◆ 文件段落 ◆
|---|

HDFS元數據管理實戰篇


           HDFS元數據管理實戰篇

                                   作者:尹正傑

版權聲明:原創作品,謝絕轉載!否則將追究法律責任。

 

 

 

一.HDFS元數據概述

1>.什么是HDFS元數據

  NameNode的主要工作是存儲HDFS命名空間,HDFS元數據(或HDFS命名空間)是由inode(其存儲屬性,如權限,修改,訪問時間和磁盤空間配額)表示的文件和目錄的層次結構。命名空間還包括文件到塊ID的映射關系。

  NameNode存儲HDFS元數據,而DataNode存儲實際的HDFS數據。當客戶端連接到Hadoop讀取和寫入數據時,它們首先連接到NameNode,從而直到實際數據塊存儲在哪里或往哪個DataNode寫入其數據。。

  HDFS元數據包括以下信息:
    (1)HDFS文件位置(持久化);
    (2)HDFS文件的所有權和權限(持久化);
    (3)HDFS數據塊的名稱(持久化);
    (4)HDFS數據塊的位置(為持久化,僅在內存中存儲,該信息由集群的所有DataNodes節點匯報而來);

  溫馨提示:
    除了上面的第4條,元數據文件fsimage包括以上列出的所有元數據。

2>.檢查點

  NameNode維護命名空間樹,以及將數據塊映射到集群中的DataNode。inode和塊列表一起定義命名空間的元數據,稱為映像(fsimage)。

  NameNode將整個映像存儲在其內存中,並在NameNode文件系統上存儲該映像的記錄。命名空間的這個持久記錄稱為檢查點。

  NameNode將對HDFS文件系統的更改寫入日志,命名為編輯日志。很重要的一點是,僅當NameNode啟動,用戶請求或者輔助節點或Standby NameNode創建新的檢查點時才會改變檢查點,否則NameNode在運行時不會改變它的檢查點。

  當NameNode啟動時,它會從磁盤上的檢查點初始化命名空間映像,並重播日志中的所有更改。在開始為客戶端提供服務之前,他會創建一個新的檢查點(fsimage文件)和一個空編輯日志文件。

  溫馨提示:
    fsimage文件包含存儲在DataNode上的數據塊和HDFS文件之間的映射信息。如果這個文件丟失或損壞,則存儲在DataNode上的HDFS數據無法被訪問,好像所有的數據已經消失了!

3>.fsimage和編輯日志

  當客戶端將數據寫入HDFS時,寫操作會更改HDFS元數據,當然,這些更改將由NameNode記錄到編輯日志中。同時,NameNode還將更新其元數據的內存。

  每個客戶端事務由NameNode記錄在預寫日志中,NameNode在向客戶端發送確認之前刷新並同步編輯日志。

|---|

◆ 原始資料 ◆
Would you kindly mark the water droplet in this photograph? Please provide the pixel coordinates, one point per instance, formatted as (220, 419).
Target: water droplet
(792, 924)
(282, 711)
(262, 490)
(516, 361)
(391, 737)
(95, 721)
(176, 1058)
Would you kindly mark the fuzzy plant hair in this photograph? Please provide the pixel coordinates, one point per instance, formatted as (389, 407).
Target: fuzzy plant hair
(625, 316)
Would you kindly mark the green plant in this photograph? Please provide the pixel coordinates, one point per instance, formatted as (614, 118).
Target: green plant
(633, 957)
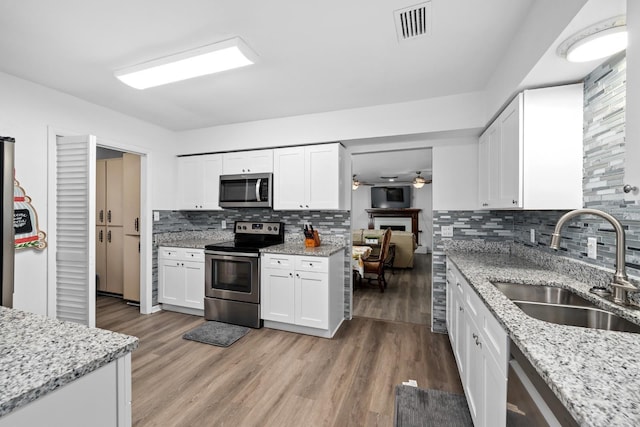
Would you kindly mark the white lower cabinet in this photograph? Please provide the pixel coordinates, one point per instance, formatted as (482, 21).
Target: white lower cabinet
(481, 350)
(181, 278)
(302, 294)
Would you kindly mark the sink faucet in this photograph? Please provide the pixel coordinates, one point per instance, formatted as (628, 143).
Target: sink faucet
(620, 284)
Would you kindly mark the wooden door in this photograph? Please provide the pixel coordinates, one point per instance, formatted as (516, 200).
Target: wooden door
(131, 279)
(114, 192)
(131, 193)
(115, 260)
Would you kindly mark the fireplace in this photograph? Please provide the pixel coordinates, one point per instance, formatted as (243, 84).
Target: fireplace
(396, 219)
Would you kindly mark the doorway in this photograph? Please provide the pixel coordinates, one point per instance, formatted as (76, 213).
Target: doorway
(407, 297)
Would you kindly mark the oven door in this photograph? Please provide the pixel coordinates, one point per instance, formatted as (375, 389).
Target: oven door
(232, 276)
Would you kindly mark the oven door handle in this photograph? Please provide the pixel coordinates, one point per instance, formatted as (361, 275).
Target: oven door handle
(231, 255)
(258, 181)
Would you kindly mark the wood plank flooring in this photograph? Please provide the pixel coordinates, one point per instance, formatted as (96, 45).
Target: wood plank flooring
(276, 378)
(407, 297)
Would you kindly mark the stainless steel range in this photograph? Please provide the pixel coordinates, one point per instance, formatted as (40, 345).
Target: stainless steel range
(232, 273)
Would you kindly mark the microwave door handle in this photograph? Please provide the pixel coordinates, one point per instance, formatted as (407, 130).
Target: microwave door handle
(258, 181)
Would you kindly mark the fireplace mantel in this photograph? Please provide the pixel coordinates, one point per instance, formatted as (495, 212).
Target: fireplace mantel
(397, 213)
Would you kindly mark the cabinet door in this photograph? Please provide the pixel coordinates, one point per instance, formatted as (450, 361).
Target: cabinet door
(190, 182)
(101, 257)
(312, 299)
(131, 277)
(194, 284)
(277, 297)
(322, 177)
(131, 193)
(474, 384)
(170, 282)
(211, 171)
(510, 157)
(114, 192)
(115, 260)
(101, 192)
(255, 161)
(289, 179)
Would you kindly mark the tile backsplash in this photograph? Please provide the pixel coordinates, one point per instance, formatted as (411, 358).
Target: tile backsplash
(331, 225)
(603, 173)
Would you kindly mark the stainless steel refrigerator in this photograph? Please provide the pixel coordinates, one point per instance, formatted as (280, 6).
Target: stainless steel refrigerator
(6, 215)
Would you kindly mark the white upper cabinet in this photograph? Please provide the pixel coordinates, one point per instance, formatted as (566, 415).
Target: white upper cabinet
(309, 177)
(530, 157)
(199, 181)
(255, 161)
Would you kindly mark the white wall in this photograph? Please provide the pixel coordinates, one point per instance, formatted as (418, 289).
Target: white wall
(26, 112)
(455, 176)
(451, 113)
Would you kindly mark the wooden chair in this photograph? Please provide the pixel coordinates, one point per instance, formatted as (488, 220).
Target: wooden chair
(375, 265)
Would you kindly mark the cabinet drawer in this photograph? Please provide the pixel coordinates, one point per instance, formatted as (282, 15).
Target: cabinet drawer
(185, 254)
(196, 255)
(168, 253)
(277, 261)
(312, 264)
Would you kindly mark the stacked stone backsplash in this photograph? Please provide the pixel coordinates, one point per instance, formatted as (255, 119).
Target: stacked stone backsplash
(333, 226)
(603, 174)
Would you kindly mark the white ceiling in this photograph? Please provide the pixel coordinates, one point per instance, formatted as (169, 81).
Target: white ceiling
(313, 56)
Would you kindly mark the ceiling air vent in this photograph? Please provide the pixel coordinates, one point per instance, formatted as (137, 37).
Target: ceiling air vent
(413, 21)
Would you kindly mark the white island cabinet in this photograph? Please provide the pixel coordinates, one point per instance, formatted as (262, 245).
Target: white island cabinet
(481, 349)
(302, 294)
(181, 279)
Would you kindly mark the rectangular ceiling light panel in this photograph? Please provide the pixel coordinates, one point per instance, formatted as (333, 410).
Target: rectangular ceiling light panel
(213, 58)
(413, 21)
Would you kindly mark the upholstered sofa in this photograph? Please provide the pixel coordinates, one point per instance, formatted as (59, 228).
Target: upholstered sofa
(405, 243)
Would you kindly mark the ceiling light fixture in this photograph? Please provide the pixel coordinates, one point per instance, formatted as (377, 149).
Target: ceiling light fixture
(355, 183)
(213, 58)
(595, 42)
(419, 181)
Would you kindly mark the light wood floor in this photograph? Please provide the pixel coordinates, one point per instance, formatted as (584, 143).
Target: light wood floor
(276, 378)
(407, 297)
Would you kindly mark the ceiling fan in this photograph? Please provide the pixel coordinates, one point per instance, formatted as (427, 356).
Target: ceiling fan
(355, 183)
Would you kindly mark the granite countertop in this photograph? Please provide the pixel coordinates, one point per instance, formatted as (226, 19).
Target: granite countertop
(39, 355)
(298, 248)
(594, 373)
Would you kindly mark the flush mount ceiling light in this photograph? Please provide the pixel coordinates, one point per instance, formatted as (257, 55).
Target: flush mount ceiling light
(597, 41)
(213, 58)
(419, 181)
(355, 183)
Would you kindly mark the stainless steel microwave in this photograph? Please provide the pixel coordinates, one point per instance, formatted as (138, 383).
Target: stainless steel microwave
(246, 190)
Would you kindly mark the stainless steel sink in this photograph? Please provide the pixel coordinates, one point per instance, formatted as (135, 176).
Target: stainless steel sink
(542, 293)
(586, 317)
(564, 307)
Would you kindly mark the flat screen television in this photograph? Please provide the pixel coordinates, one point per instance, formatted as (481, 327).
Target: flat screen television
(391, 197)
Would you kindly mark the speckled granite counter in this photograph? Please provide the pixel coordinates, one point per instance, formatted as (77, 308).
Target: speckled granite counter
(39, 355)
(595, 373)
(298, 248)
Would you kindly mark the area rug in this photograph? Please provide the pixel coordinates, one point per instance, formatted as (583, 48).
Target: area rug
(216, 333)
(419, 407)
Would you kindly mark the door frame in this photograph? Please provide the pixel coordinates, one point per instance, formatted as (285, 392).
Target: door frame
(146, 248)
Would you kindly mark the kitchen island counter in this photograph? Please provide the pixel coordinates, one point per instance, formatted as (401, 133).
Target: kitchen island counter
(39, 355)
(594, 373)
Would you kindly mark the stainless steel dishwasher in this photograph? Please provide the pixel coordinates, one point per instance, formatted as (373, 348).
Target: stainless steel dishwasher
(530, 401)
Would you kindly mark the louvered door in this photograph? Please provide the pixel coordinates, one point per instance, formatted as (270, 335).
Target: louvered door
(75, 229)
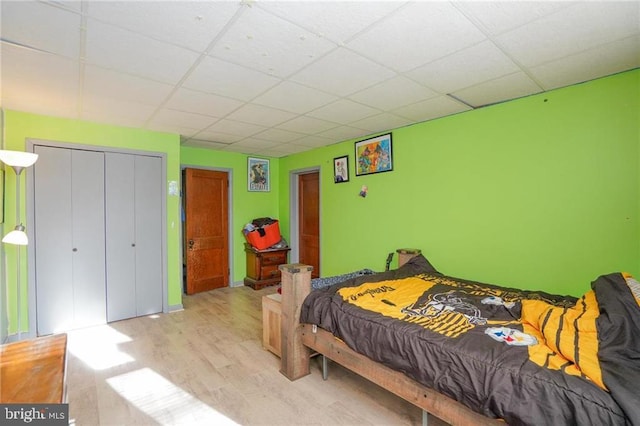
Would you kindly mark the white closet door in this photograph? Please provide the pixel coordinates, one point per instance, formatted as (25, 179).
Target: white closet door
(148, 236)
(69, 239)
(88, 250)
(121, 257)
(134, 242)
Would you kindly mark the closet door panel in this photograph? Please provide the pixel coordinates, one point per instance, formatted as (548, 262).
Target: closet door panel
(88, 252)
(120, 226)
(148, 234)
(52, 240)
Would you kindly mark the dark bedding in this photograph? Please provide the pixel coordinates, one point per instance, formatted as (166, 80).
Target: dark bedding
(530, 358)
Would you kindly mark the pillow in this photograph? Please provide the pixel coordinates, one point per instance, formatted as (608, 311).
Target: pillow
(415, 266)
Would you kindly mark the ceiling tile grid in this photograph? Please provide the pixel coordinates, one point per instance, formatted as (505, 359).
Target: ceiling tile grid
(274, 78)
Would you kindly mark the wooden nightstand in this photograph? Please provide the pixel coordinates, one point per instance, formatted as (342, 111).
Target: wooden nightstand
(262, 266)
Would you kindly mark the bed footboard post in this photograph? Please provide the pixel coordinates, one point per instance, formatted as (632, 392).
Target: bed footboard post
(296, 285)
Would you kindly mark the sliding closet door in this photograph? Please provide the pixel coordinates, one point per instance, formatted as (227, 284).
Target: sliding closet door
(121, 251)
(69, 239)
(134, 243)
(148, 236)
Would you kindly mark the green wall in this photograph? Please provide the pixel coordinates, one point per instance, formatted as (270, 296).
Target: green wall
(542, 192)
(245, 205)
(19, 126)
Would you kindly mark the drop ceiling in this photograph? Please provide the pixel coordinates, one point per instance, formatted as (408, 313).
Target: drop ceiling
(274, 78)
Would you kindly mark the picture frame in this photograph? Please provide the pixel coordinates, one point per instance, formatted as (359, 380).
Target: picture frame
(341, 169)
(374, 155)
(258, 175)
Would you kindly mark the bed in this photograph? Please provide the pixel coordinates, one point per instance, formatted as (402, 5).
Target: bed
(473, 353)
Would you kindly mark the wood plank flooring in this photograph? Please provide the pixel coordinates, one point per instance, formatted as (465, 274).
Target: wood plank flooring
(205, 365)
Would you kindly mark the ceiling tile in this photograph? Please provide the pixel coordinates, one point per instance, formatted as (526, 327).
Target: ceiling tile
(181, 119)
(38, 82)
(217, 136)
(307, 125)
(41, 26)
(407, 42)
(571, 30)
(255, 144)
(394, 93)
(115, 112)
(224, 78)
(286, 149)
(496, 17)
(335, 20)
(431, 108)
(507, 87)
(190, 24)
(278, 135)
(198, 143)
(236, 128)
(121, 50)
(313, 141)
(343, 111)
(202, 103)
(464, 68)
(269, 44)
(294, 98)
(102, 82)
(604, 60)
(342, 72)
(382, 122)
(343, 133)
(258, 114)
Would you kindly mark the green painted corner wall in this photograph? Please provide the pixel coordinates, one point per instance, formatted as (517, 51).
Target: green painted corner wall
(244, 205)
(541, 192)
(19, 126)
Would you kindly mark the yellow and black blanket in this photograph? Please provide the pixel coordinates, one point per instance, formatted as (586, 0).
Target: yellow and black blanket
(529, 358)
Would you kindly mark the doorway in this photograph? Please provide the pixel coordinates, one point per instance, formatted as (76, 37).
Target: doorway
(206, 229)
(307, 203)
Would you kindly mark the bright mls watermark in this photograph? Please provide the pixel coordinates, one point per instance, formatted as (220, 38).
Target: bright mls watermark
(34, 414)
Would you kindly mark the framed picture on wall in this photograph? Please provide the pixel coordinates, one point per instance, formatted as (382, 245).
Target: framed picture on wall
(341, 169)
(374, 155)
(258, 175)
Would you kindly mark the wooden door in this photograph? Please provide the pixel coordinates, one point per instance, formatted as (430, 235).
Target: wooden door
(309, 218)
(206, 230)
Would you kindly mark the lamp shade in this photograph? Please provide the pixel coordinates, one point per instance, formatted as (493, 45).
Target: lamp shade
(18, 158)
(17, 237)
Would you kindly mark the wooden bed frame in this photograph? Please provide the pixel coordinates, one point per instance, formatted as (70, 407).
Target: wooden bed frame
(299, 340)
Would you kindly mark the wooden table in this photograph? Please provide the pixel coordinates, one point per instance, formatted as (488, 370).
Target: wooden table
(34, 371)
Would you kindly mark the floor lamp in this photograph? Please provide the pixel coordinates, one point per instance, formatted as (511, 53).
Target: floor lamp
(18, 161)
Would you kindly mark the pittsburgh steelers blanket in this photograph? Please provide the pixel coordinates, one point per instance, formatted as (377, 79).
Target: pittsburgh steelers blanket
(530, 358)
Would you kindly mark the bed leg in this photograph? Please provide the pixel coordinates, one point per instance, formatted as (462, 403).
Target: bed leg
(296, 285)
(325, 368)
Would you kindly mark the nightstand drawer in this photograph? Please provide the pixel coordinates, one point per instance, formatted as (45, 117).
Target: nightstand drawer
(269, 272)
(275, 258)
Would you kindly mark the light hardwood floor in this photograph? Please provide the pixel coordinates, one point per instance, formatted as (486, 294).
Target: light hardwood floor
(205, 365)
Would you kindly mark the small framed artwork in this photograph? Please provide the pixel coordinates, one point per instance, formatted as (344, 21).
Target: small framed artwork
(258, 175)
(341, 169)
(374, 155)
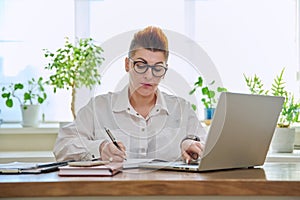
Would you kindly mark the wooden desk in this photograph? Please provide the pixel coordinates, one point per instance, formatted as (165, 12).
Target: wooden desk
(273, 179)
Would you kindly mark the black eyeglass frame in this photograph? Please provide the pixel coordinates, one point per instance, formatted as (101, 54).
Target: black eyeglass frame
(147, 67)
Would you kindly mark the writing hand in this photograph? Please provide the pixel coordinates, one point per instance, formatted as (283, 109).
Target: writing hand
(109, 151)
(191, 150)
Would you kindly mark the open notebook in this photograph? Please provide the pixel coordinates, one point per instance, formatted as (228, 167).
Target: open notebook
(239, 135)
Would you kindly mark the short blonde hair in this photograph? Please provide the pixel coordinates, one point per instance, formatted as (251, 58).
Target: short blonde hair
(151, 38)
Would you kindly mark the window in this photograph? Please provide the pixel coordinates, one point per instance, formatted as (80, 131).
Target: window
(27, 27)
(251, 36)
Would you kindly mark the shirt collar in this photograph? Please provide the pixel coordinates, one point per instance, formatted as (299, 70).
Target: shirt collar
(121, 100)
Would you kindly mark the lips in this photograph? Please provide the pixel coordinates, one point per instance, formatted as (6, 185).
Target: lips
(146, 84)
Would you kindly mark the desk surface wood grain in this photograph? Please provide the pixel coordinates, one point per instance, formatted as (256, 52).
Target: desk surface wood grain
(280, 179)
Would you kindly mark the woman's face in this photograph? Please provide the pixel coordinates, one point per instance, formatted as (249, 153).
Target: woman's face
(144, 84)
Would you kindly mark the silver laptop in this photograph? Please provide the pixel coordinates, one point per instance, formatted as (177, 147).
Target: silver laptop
(239, 135)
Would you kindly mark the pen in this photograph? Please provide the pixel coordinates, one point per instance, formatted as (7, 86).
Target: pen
(113, 139)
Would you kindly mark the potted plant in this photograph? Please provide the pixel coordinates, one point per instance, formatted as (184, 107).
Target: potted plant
(284, 136)
(209, 98)
(75, 66)
(29, 96)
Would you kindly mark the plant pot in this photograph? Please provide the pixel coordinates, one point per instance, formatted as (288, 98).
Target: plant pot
(30, 115)
(208, 115)
(283, 140)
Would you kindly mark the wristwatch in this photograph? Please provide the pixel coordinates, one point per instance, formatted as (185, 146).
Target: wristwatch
(191, 137)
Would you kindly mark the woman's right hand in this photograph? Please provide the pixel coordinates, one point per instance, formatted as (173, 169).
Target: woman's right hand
(110, 152)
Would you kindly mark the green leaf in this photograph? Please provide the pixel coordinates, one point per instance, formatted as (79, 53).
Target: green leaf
(9, 103)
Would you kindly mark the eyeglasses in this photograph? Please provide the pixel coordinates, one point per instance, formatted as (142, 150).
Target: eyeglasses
(140, 67)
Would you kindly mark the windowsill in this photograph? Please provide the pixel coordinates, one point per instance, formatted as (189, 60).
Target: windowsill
(284, 157)
(16, 128)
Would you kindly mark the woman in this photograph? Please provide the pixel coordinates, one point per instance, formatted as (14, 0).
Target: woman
(146, 122)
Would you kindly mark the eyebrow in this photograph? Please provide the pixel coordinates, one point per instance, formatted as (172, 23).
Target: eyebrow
(145, 61)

|---|

◆ 工作內容 ◆
A - 在HDFS元數據管理一文中,命名空間的持久記錄稱為什麼?
B - 請從HDFS元數據管理一文停下的地方往下續寫。

◆ 逐項結果 ◆
A - 檢查點。

B -
  NameNode處理來自集群中多個客戶端的請求,因此為了優化將這些事務保存到磁盤的過程,它批處理多個客戶端事務。

  博主推薦閱讀:
    https://www.cnblogs.com/yinzhengjie2020/p/13364108.html

 

二.下載最新的fsimage文件

1>.fsimage和編輯日志的存儲位置

  fsimage和編輯日志時與HDFS元數據相關聯的兩個關鍵結構。NameNode將這了兩個結構存儲在由hdfs-site.xml文件中的配置參數"dfs.namenode.name.dir"(映像文件)和"dfs.namenode.edits.dir"(編輯文件)指定的存儲路徑。

  如下圖所示,是我們上面提到的兩個參數指定的目錄內容。

  溫馨提示:
    Secondary NameNode(或Standby NameNode)具有相同的文件結構。
    另外需要注意的是,編輯日志由多個編輯段組成的,每個段都是以"edits_*"開頭的文件;fsimage文件當然以"fsimage_*"開頭。

2>.下載最新的映像(fsimage)文件

[root@hadoop105.yinzhengjie.com ~]# hdfs dfsadmin -help fetchImage 
-fetchImage <local directory>:
    Downloads the most recent fsimage from the Name Node and saves it in    the specified local directory.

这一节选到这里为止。